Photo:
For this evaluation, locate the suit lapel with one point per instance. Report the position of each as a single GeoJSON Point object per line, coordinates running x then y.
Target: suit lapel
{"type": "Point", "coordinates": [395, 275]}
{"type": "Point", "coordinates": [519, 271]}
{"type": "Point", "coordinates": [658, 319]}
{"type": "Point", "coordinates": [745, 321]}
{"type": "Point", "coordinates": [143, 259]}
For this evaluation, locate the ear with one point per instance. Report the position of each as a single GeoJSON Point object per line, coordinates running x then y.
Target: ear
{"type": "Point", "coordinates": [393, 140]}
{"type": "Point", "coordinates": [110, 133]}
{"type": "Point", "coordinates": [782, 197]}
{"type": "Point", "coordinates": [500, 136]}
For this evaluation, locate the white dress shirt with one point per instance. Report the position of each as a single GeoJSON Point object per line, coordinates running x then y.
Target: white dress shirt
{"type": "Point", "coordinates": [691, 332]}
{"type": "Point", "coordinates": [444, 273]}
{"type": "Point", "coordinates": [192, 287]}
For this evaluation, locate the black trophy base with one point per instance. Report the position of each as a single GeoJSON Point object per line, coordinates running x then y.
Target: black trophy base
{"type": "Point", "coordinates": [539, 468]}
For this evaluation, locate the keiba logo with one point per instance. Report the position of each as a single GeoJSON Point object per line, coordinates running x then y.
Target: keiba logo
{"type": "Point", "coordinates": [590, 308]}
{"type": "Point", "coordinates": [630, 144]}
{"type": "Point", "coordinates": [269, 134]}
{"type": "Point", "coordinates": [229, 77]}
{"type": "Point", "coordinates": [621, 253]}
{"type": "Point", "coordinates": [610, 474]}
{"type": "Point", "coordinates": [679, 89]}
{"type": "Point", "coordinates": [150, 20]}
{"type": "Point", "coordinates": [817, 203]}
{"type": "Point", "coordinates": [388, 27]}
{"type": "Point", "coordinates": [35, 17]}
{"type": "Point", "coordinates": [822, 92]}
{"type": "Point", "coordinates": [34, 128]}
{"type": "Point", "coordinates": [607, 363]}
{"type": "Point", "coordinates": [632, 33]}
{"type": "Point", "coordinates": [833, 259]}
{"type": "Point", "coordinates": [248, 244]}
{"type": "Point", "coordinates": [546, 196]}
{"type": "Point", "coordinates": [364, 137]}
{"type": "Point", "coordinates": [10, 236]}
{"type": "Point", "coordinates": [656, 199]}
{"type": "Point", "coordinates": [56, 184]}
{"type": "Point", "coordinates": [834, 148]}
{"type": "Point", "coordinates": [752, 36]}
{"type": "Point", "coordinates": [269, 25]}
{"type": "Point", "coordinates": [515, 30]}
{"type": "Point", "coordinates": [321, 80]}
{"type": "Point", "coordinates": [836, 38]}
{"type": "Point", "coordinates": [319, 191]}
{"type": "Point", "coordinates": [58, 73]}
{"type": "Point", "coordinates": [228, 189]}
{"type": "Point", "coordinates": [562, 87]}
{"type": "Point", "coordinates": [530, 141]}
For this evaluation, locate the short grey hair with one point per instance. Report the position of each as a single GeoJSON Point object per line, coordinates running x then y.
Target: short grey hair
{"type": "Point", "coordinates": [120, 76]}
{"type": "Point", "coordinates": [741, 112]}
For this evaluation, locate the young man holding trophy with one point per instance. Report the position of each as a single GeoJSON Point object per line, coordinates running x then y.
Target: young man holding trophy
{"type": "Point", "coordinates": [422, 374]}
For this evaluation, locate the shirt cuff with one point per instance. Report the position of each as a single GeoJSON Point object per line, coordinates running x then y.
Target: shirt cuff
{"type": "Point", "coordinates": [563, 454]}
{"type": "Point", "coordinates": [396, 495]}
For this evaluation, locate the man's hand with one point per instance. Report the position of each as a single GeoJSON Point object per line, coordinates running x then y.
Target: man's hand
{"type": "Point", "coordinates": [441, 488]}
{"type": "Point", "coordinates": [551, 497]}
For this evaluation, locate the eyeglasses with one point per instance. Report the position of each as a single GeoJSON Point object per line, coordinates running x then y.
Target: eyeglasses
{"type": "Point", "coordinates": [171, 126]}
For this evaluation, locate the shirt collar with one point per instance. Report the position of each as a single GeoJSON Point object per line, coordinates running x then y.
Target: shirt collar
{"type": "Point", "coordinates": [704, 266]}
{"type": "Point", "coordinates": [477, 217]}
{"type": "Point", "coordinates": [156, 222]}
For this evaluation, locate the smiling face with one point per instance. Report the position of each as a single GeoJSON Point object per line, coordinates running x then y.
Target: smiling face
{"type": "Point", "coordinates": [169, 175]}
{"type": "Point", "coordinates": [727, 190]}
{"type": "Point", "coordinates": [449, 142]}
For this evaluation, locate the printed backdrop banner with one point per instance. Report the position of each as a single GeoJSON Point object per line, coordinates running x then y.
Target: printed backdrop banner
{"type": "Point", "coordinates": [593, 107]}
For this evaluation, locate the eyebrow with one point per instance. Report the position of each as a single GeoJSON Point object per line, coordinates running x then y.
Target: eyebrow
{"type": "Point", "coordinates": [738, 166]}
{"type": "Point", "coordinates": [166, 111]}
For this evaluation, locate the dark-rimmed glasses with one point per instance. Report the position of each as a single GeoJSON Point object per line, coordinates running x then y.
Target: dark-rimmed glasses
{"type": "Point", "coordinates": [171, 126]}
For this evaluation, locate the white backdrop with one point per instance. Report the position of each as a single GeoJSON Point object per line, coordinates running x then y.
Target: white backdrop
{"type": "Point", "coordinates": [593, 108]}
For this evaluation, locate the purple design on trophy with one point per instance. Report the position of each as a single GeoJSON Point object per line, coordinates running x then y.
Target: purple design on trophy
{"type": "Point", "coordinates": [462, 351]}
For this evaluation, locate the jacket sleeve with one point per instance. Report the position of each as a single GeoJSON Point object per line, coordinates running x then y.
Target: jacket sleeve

____

*WHAT YOU NEED TO DO*
Output the entries exactly.

*ANSWER FOR THIS EXERCISE*
Photo:
For this evaluation, locate the suit lapel with one point per instance. Report the position of each as a single GeoJSON Point object per line, coordinates running x then y.
Target: suit lapel
{"type": "Point", "coordinates": [395, 275]}
{"type": "Point", "coordinates": [519, 271]}
{"type": "Point", "coordinates": [658, 319]}
{"type": "Point", "coordinates": [745, 321]}
{"type": "Point", "coordinates": [143, 259]}
For this evaluation, locate the ear with one point per instance. Report the position of each as a single GeoJSON Point object per line, coordinates running x then y.
Target: ear
{"type": "Point", "coordinates": [393, 140]}
{"type": "Point", "coordinates": [110, 133]}
{"type": "Point", "coordinates": [782, 197]}
{"type": "Point", "coordinates": [500, 136]}
For this evaluation, locate the white dress shirt with one point per instance. Report the position of each as a single GeoJSON Point object per line, coordinates running x then y.
Target: white dress shirt
{"type": "Point", "coordinates": [691, 332]}
{"type": "Point", "coordinates": [444, 273]}
{"type": "Point", "coordinates": [192, 287]}
For this evaluation, locate the black trophy base with one point per instance. Report the position of each as a single GeoJSON Point object per line, coordinates running x then y.
Target: black trophy base
{"type": "Point", "coordinates": [539, 468]}
For this evaluation, locate the keiba logo with one point per instance. Report the position of each as a single GeoJSON Point object per line, coordinates running x then y.
Target: keiba logo
{"type": "Point", "coordinates": [590, 308]}
{"type": "Point", "coordinates": [630, 144]}
{"type": "Point", "coordinates": [269, 134]}
{"type": "Point", "coordinates": [229, 77]}
{"type": "Point", "coordinates": [621, 253]}
{"type": "Point", "coordinates": [610, 474]}
{"type": "Point", "coordinates": [679, 89]}
{"type": "Point", "coordinates": [150, 20]}
{"type": "Point", "coordinates": [817, 203]}
{"type": "Point", "coordinates": [388, 27]}
{"type": "Point", "coordinates": [35, 17]}
{"type": "Point", "coordinates": [822, 92]}
{"type": "Point", "coordinates": [34, 128]}
{"type": "Point", "coordinates": [607, 363]}
{"type": "Point", "coordinates": [632, 33]}
{"type": "Point", "coordinates": [833, 259]}
{"type": "Point", "coordinates": [248, 244]}
{"type": "Point", "coordinates": [546, 196]}
{"type": "Point", "coordinates": [364, 137]}
{"type": "Point", "coordinates": [10, 236]}
{"type": "Point", "coordinates": [656, 199]}
{"type": "Point", "coordinates": [56, 184]}
{"type": "Point", "coordinates": [834, 148]}
{"type": "Point", "coordinates": [752, 36]}
{"type": "Point", "coordinates": [269, 25]}
{"type": "Point", "coordinates": [515, 30]}
{"type": "Point", "coordinates": [321, 80]}
{"type": "Point", "coordinates": [836, 38]}
{"type": "Point", "coordinates": [319, 191]}
{"type": "Point", "coordinates": [58, 73]}
{"type": "Point", "coordinates": [228, 189]}
{"type": "Point", "coordinates": [562, 87]}
{"type": "Point", "coordinates": [530, 141]}
For this evaluation, locate the short grey hair with one point per instance. Report the position of each as a single GeoJSON Point object per line, coordinates running x then y.
Target: short grey hair
{"type": "Point", "coordinates": [120, 76]}
{"type": "Point", "coordinates": [741, 112]}
For this evaluation, locate the young man holding trophy with one point per instance. Report the position of each as a single GeoJSON Point object per line, coordinates running x then y.
Target: young man holding trophy
{"type": "Point", "coordinates": [422, 374]}
For this evaluation, locate the shirt cuff with one point per instance. Report the position of each as a single GeoJSON Point object per line, coordinates running x then y.
Target: shirt cuff
{"type": "Point", "coordinates": [563, 454]}
{"type": "Point", "coordinates": [396, 495]}
For this evaluation, locate the man's hand with one point per instance. Report the position of each as a single GeoJSON Point object per line, coordinates running x then y.
Target: man's hand
{"type": "Point", "coordinates": [441, 488]}
{"type": "Point", "coordinates": [551, 497]}
For this evaluation, locate the eyeglasses with one point per instance. Report the position of each as a single GeoJSON Point object per line, coordinates running x then y.
Target: eyeglasses
{"type": "Point", "coordinates": [171, 126]}
For this evaluation, locate the shirt collar with one point per instance. Report the position of each as a single GeoJSON Point object per line, coordinates running x then y.
Target: shirt collar
{"type": "Point", "coordinates": [704, 266]}
{"type": "Point", "coordinates": [477, 217]}
{"type": "Point", "coordinates": [156, 222]}
For this evaluation, locate the smiling face with one point per instance. Report the position of each as a single GeoJSON Point object per line, coordinates running x then y.
Target: smiling face
{"type": "Point", "coordinates": [169, 175]}
{"type": "Point", "coordinates": [727, 190]}
{"type": "Point", "coordinates": [449, 142]}
For this evaluation, locate the printed backdrop banner with one point per instance. Report the position of each as a single GeoJSON Point object per line, coordinates running x then y.
Target: printed backdrop banner
{"type": "Point", "coordinates": [593, 107]}
For this evaluation, locate the eyebrow with one point per instance. Report the position of each as a single GeoJSON Point object per line, coordinates running x then y.
Target: eyebrow
{"type": "Point", "coordinates": [738, 166]}
{"type": "Point", "coordinates": [166, 111]}
For this evaluation, locate the dark-rimmed glasses with one point per instance. Report the position of each as a single GeoJSON Point object per line, coordinates running x then y.
Target: dark-rimmed glasses
{"type": "Point", "coordinates": [171, 126]}
For this evaluation, locate the white backdrop with one point per instance. Report the position of each as a single GeoJSON Point object per line, coordinates running x then y.
Target: white backdrop
{"type": "Point", "coordinates": [593, 108]}
For this evaluation, locate the purple design on trophy with one point per instance. Report the position of each as a single GeoJSON Point object per line, coordinates running x then y.
Target: purple design on trophy
{"type": "Point", "coordinates": [462, 351]}
For this evaluation, locate the jacket sleeve with one point per instance. Report the position of each as a single GeoJSON Point object per line, coordinates running x then y.
Target: jacket sleeve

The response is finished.